▸ TASK OBJECTIVE
In the text about Ern Malley, what was the name of the magazine Max Harris started in 1940?

▸ TEXT FOR ANALYSIS
:::
Ern Malley: the musical

From
www.abc.net.au:

Ernest Lalor "Ern" Malley (April 14, 1918 - July 23, 1943) is one of the best-known names in the history of Australian poetry. Malley was born in Liverpool in 1918 and migrated to Australia as a child with his parents and his older sister, Ethel. His father died in 1920, and after his mother died in 1933, Malley lived alone in Sydney while working as an insurance salesman.


After his death in May 1943 at the age of 25 from "Graves' Disease," his sister Ethel, found a pile of unpublished poems among his belongings, sent them to Max Harris, a 22-year-old avant garde poet and critic in Adelaide, who in 1940 had started a modernist magazine called Angry Penguins. Harris read the poems and thought that he had just discovered a poet in the same class as W. H. Auden or Dylan Thomas.
:::
▸ DATA
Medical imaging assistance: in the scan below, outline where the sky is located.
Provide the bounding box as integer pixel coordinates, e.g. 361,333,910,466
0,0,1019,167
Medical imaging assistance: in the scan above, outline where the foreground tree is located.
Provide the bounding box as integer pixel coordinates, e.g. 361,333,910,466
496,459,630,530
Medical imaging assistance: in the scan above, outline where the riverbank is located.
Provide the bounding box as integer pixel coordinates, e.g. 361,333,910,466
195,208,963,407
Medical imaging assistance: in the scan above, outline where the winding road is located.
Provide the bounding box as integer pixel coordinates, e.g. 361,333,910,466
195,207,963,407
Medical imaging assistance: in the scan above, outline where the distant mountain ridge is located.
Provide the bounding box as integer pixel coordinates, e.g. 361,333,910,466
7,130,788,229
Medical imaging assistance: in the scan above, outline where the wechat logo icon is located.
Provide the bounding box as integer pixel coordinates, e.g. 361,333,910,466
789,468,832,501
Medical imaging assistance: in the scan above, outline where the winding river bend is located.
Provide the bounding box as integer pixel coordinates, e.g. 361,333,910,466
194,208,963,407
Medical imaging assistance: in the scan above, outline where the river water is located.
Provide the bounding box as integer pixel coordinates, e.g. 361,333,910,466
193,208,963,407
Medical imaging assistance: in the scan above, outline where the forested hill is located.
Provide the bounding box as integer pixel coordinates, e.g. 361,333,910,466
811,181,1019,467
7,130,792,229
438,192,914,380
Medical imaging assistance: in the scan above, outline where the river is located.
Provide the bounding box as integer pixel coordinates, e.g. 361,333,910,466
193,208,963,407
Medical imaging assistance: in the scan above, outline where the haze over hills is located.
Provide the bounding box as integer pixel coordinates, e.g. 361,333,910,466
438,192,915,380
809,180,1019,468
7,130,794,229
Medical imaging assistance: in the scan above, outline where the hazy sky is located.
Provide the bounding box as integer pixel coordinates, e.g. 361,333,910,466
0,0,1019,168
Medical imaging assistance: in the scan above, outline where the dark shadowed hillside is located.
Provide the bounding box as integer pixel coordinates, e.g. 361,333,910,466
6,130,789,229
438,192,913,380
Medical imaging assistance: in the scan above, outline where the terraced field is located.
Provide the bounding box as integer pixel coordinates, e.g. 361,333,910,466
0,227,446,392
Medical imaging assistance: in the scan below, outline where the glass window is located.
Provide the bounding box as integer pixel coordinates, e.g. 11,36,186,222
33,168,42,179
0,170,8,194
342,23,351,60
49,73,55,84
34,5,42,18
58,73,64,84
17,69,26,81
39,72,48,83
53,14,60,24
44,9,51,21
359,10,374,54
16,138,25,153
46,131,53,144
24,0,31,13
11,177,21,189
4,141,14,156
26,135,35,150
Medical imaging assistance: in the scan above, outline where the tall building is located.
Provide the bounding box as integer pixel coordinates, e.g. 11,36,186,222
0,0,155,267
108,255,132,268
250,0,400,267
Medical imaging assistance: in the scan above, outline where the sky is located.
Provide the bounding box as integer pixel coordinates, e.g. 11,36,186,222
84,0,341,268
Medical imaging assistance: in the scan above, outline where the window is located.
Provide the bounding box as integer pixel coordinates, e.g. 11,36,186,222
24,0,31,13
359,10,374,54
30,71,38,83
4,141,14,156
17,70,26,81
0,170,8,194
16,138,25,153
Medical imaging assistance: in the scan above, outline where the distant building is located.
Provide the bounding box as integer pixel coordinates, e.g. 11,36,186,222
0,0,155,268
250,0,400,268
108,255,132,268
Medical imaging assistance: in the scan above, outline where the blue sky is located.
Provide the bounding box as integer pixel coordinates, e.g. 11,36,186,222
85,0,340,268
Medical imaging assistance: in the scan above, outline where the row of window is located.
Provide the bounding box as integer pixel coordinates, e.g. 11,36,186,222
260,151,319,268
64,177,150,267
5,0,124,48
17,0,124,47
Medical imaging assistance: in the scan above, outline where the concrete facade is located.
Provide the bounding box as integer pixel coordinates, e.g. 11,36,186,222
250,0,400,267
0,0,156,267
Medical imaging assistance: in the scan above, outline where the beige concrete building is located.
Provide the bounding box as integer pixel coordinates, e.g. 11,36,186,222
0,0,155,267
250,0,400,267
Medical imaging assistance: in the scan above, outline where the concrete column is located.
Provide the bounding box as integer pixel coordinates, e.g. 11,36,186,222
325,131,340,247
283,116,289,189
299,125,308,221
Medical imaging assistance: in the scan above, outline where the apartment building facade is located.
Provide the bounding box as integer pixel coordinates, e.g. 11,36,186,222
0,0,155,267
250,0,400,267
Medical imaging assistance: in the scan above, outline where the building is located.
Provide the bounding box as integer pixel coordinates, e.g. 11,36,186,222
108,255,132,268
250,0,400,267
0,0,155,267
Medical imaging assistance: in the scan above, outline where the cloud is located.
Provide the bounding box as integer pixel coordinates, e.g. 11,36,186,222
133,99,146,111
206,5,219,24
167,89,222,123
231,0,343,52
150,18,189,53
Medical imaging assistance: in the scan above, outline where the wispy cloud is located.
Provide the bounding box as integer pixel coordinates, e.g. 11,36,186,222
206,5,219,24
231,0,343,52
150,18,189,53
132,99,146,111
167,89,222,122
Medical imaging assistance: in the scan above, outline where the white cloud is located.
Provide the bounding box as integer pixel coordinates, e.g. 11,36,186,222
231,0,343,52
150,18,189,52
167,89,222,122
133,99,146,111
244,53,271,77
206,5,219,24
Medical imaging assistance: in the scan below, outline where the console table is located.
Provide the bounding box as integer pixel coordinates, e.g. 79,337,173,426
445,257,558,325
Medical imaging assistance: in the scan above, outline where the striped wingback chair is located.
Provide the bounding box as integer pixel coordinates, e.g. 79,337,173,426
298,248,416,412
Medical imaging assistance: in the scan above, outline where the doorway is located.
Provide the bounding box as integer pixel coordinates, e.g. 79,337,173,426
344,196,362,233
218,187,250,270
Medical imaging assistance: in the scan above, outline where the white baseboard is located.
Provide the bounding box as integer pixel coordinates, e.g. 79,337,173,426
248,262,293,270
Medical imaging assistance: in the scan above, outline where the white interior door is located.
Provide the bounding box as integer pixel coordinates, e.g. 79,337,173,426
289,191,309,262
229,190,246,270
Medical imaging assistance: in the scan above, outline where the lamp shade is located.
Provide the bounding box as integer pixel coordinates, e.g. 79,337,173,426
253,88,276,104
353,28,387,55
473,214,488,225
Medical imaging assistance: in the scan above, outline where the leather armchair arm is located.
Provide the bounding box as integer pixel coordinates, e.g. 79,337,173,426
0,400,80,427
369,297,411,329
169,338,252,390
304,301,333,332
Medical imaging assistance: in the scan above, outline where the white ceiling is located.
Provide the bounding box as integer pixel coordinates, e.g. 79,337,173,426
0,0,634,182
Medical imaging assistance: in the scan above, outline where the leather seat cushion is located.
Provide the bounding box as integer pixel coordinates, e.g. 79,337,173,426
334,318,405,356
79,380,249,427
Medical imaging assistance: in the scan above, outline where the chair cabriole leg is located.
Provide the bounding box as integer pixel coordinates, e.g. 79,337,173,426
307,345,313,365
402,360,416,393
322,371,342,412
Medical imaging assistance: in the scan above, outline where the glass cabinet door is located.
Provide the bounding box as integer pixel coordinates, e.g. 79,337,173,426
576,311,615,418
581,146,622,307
:::
▸ RESPONSE TO THIS TASK
Angry Penguins